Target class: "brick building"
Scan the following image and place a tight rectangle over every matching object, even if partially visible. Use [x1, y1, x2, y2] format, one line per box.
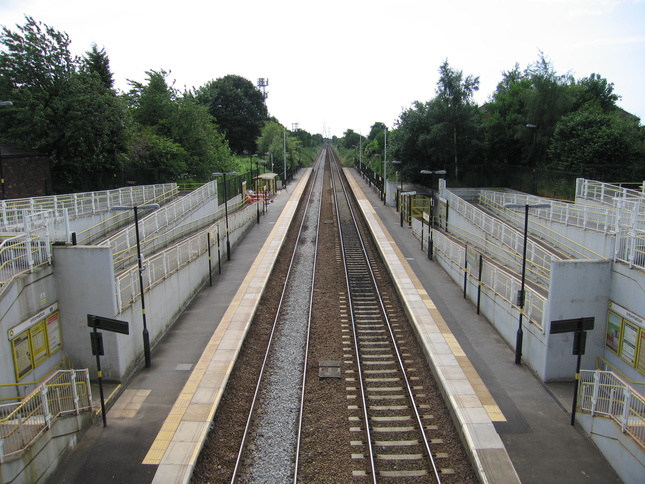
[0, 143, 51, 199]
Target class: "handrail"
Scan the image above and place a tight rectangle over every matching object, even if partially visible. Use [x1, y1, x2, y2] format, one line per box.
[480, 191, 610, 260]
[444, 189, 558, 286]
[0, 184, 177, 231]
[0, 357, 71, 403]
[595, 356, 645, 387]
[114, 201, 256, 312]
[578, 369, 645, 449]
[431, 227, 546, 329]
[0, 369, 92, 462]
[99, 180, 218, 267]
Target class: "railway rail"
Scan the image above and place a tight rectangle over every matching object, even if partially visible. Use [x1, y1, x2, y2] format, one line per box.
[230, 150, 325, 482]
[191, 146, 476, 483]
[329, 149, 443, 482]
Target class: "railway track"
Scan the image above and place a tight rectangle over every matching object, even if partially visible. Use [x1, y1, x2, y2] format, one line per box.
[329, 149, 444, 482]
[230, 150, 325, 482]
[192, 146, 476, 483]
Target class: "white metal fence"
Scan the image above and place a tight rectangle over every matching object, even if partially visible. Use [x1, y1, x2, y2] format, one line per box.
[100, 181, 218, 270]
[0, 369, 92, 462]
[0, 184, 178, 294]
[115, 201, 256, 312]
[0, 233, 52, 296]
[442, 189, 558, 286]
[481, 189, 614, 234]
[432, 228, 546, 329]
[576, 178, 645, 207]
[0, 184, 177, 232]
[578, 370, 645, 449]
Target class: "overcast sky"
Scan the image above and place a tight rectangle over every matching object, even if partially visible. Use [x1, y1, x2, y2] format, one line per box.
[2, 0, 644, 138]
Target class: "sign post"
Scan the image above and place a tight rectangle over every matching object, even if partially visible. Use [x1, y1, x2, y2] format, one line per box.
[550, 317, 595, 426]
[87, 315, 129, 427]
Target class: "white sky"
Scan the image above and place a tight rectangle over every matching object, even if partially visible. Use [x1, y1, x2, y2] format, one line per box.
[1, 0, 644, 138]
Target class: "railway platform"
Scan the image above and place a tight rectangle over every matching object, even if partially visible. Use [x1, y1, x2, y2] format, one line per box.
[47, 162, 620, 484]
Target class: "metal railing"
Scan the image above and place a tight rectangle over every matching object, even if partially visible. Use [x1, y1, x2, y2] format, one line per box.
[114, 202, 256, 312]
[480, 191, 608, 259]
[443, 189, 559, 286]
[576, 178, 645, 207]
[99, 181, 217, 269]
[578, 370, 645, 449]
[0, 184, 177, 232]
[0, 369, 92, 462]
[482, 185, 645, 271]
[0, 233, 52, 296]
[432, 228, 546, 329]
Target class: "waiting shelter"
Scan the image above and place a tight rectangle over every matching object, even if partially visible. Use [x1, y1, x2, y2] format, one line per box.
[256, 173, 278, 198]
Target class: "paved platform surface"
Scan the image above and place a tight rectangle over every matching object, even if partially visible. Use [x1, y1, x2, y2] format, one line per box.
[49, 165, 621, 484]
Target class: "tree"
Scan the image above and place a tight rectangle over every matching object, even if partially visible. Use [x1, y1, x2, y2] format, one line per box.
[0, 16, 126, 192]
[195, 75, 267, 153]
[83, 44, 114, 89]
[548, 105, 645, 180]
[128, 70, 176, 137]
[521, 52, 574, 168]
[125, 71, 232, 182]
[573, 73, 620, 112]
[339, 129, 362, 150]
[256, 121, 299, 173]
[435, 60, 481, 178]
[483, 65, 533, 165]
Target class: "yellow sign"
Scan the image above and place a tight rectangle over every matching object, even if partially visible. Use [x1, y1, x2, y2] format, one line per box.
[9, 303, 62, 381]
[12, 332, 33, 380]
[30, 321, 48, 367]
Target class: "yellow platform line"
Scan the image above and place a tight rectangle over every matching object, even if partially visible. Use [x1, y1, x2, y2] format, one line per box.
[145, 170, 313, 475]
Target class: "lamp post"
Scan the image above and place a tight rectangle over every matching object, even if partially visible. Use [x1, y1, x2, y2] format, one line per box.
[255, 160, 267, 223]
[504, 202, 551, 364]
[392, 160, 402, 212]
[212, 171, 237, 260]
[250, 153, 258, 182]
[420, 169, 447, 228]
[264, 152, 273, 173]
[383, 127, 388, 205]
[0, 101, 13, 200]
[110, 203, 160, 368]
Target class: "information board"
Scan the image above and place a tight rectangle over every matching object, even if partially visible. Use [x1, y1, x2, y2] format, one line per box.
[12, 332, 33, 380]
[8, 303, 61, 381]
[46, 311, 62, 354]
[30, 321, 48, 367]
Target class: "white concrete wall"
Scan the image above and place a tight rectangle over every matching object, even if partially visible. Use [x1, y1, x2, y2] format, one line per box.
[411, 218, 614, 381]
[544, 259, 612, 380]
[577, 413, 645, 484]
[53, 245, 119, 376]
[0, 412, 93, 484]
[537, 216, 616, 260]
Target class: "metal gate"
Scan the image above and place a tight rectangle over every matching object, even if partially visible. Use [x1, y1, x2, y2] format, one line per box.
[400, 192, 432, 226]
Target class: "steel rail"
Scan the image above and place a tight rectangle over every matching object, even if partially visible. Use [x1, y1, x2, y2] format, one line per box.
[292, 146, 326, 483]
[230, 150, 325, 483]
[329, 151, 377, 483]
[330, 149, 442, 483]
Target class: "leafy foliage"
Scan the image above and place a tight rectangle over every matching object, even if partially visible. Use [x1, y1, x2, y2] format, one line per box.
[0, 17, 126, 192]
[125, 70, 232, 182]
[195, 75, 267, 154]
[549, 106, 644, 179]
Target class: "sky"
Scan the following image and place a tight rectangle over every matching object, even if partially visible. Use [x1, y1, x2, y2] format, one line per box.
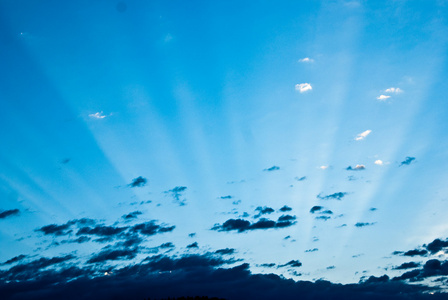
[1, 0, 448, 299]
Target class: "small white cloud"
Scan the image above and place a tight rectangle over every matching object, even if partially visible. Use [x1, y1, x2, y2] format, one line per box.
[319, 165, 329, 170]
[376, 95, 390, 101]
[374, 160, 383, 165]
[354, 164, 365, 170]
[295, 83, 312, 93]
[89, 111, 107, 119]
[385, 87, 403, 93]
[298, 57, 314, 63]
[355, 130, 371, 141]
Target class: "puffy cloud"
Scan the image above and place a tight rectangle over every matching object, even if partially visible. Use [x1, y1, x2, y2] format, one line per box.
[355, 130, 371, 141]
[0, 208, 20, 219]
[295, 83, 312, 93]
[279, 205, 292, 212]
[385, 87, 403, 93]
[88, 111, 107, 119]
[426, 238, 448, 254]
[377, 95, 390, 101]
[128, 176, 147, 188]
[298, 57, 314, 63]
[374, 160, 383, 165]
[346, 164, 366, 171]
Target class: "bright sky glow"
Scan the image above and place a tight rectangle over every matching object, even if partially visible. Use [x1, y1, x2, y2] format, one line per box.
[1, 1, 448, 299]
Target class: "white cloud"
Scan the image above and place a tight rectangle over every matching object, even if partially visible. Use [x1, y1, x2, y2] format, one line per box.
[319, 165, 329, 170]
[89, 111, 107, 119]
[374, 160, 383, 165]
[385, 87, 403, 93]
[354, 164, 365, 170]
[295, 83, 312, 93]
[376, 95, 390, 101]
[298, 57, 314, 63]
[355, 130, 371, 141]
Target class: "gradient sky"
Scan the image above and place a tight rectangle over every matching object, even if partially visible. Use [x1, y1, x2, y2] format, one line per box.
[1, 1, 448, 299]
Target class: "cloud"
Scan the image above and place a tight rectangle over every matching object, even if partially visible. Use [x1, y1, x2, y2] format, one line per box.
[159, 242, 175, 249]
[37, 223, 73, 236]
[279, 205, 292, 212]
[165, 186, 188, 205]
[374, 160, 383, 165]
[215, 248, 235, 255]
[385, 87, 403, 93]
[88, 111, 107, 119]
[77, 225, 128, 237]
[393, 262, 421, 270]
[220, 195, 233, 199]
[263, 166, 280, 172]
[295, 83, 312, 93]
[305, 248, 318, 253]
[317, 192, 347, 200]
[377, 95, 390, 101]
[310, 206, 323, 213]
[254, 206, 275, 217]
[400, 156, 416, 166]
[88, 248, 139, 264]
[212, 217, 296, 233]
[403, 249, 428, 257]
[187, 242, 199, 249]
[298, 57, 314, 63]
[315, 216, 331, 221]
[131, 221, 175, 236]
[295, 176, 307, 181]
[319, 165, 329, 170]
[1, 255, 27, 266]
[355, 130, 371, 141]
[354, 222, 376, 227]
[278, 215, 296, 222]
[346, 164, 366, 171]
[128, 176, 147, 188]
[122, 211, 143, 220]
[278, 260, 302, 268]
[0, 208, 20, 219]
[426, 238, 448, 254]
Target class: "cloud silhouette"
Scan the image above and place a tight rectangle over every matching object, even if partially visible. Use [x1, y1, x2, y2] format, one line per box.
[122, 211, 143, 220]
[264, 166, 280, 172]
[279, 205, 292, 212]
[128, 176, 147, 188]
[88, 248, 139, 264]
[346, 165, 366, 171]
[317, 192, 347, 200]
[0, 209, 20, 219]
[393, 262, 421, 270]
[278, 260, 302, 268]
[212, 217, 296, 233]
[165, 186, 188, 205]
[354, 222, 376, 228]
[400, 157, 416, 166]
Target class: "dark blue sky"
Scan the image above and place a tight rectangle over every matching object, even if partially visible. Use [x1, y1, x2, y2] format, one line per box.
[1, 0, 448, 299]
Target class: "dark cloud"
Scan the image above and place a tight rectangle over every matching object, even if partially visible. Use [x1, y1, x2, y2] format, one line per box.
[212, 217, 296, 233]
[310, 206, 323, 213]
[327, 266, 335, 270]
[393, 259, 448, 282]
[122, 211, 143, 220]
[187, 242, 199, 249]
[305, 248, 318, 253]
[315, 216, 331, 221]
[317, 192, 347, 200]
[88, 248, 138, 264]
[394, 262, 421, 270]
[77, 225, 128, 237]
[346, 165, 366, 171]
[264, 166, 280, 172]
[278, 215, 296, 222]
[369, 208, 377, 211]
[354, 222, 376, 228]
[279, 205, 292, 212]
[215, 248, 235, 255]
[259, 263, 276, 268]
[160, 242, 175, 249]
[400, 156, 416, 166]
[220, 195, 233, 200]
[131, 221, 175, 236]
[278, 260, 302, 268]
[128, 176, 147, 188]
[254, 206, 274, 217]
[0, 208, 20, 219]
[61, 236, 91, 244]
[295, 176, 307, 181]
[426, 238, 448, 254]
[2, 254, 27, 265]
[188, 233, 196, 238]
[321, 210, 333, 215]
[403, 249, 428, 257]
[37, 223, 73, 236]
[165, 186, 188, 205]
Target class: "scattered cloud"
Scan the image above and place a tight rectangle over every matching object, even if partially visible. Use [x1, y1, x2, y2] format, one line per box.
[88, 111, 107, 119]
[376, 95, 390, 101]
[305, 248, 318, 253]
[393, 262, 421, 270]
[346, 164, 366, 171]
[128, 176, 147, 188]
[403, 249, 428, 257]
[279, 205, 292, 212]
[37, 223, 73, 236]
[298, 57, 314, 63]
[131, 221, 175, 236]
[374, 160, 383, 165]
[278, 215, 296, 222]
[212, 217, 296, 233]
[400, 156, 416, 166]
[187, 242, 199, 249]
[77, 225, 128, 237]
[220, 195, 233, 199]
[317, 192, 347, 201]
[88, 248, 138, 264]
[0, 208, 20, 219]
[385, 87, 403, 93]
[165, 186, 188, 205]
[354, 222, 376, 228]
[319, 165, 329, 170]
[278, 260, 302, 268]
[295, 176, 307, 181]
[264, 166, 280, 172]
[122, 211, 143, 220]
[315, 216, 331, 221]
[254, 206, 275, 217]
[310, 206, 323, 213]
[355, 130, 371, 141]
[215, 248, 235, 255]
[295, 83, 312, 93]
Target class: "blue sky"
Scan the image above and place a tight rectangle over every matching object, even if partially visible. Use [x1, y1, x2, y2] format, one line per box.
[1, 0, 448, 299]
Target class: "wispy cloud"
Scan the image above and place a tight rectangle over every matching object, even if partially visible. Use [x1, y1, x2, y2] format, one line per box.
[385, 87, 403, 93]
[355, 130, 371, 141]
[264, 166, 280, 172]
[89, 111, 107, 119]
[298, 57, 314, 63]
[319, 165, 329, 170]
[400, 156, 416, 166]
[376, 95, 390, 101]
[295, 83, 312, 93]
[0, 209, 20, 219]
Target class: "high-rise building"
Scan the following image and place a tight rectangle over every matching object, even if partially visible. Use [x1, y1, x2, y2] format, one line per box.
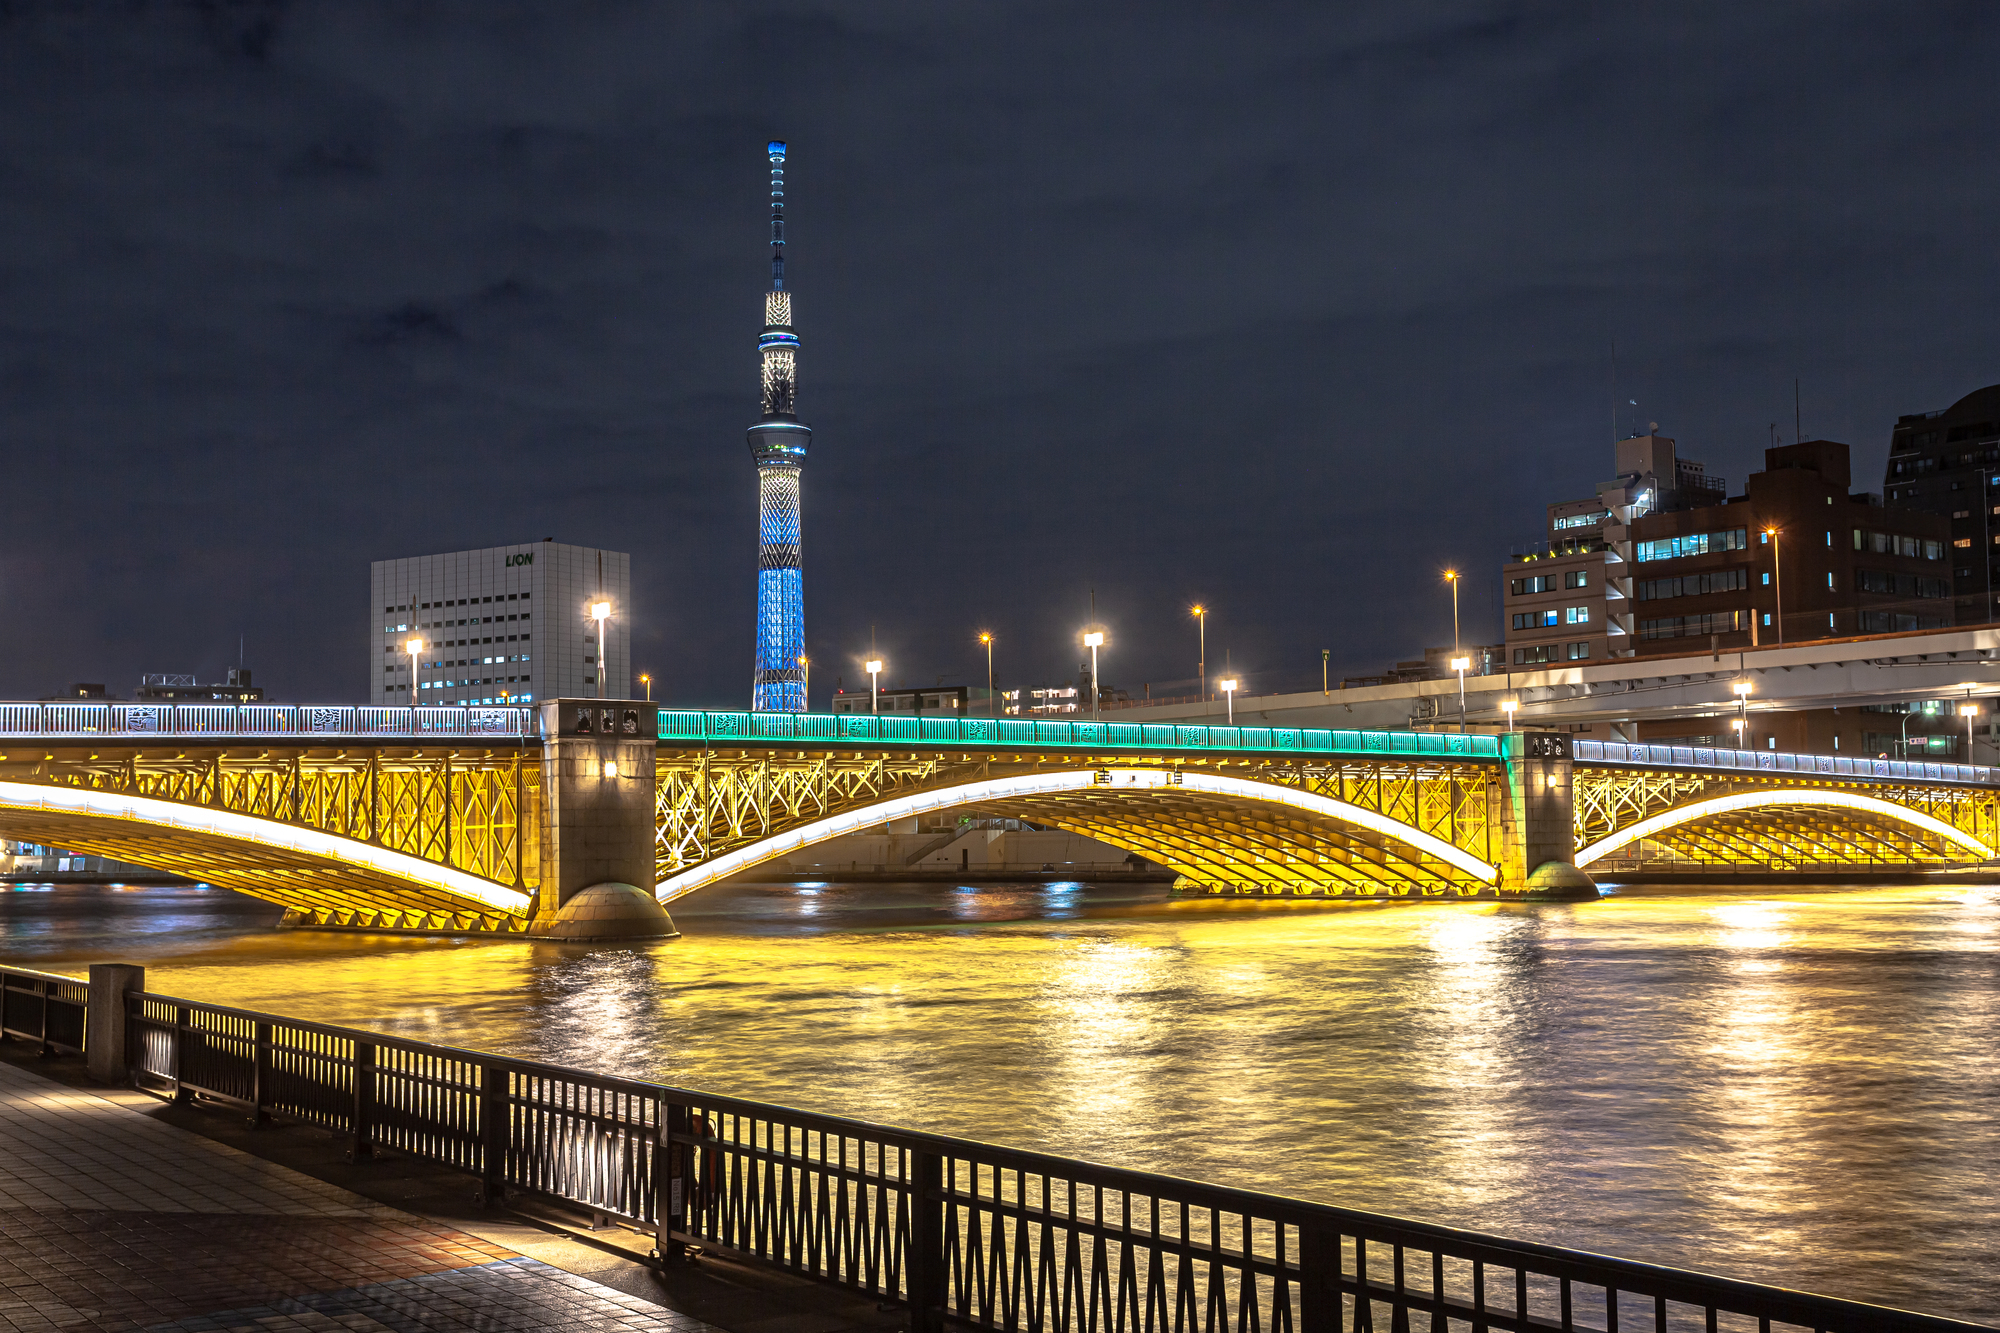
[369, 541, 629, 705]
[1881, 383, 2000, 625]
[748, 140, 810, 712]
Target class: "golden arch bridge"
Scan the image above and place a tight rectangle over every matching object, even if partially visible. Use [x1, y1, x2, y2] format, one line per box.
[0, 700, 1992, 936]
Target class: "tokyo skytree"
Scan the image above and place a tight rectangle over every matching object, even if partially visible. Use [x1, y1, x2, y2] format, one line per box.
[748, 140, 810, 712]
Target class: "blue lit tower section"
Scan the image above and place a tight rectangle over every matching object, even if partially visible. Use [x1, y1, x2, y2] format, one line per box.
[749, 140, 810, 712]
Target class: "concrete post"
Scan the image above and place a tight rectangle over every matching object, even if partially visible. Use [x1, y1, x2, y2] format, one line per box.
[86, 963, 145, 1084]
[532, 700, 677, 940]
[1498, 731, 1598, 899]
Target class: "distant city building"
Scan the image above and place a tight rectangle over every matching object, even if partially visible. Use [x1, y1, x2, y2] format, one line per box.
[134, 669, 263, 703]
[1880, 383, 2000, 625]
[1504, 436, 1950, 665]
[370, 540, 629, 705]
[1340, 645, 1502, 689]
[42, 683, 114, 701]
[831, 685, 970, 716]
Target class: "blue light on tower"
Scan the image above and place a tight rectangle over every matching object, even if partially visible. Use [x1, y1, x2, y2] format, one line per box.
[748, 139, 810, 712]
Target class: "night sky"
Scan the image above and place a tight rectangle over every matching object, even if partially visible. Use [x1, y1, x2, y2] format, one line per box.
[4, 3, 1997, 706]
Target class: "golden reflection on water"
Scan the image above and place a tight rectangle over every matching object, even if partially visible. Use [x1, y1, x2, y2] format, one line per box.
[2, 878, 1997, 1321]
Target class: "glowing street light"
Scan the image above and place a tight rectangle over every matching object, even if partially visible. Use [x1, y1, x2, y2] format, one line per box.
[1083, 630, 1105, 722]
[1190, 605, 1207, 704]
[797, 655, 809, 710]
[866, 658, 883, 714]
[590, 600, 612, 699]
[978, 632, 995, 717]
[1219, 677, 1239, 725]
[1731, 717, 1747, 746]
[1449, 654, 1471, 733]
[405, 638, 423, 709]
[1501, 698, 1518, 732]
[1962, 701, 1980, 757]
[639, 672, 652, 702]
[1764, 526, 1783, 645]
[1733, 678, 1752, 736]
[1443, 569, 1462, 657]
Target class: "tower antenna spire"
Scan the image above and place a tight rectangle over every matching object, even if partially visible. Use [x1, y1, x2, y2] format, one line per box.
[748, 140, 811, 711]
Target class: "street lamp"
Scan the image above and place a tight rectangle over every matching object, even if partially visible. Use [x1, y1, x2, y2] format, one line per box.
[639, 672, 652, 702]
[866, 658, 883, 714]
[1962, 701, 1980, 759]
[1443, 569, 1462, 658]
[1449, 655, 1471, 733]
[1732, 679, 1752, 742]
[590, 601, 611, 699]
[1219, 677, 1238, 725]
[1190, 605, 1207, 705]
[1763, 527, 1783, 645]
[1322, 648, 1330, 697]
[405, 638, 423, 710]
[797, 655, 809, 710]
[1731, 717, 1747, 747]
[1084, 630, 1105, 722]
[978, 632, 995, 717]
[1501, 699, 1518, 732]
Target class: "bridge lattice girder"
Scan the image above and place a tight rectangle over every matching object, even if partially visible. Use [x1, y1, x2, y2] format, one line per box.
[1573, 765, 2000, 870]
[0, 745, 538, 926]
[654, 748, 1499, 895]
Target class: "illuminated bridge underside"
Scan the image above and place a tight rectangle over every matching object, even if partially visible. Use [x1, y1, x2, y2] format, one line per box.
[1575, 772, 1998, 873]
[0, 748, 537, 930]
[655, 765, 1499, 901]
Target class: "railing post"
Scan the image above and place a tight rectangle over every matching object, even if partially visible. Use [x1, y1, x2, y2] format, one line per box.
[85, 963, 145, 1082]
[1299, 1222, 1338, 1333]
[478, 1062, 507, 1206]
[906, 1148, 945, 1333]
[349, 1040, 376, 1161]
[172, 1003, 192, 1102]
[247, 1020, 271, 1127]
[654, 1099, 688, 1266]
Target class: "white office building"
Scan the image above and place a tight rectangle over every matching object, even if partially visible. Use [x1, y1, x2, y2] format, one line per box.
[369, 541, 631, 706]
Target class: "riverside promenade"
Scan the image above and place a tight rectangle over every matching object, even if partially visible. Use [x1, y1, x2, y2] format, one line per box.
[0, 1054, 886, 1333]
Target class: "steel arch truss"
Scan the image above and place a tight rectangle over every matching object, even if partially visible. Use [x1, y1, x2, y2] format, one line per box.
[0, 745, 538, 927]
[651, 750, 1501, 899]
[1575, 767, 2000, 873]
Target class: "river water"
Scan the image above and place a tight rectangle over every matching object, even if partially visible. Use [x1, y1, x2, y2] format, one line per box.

━━━━━━━━━━━━━━━━

• **TASK DIRECTIONS**:
Using the records above, report each line that contains the word "tower" by copying it.

• **EXERCISE ANSWER**:
Target class: "blue lit tower section"
Target class: "blue light on tower"
Target class: "tower antenna spire"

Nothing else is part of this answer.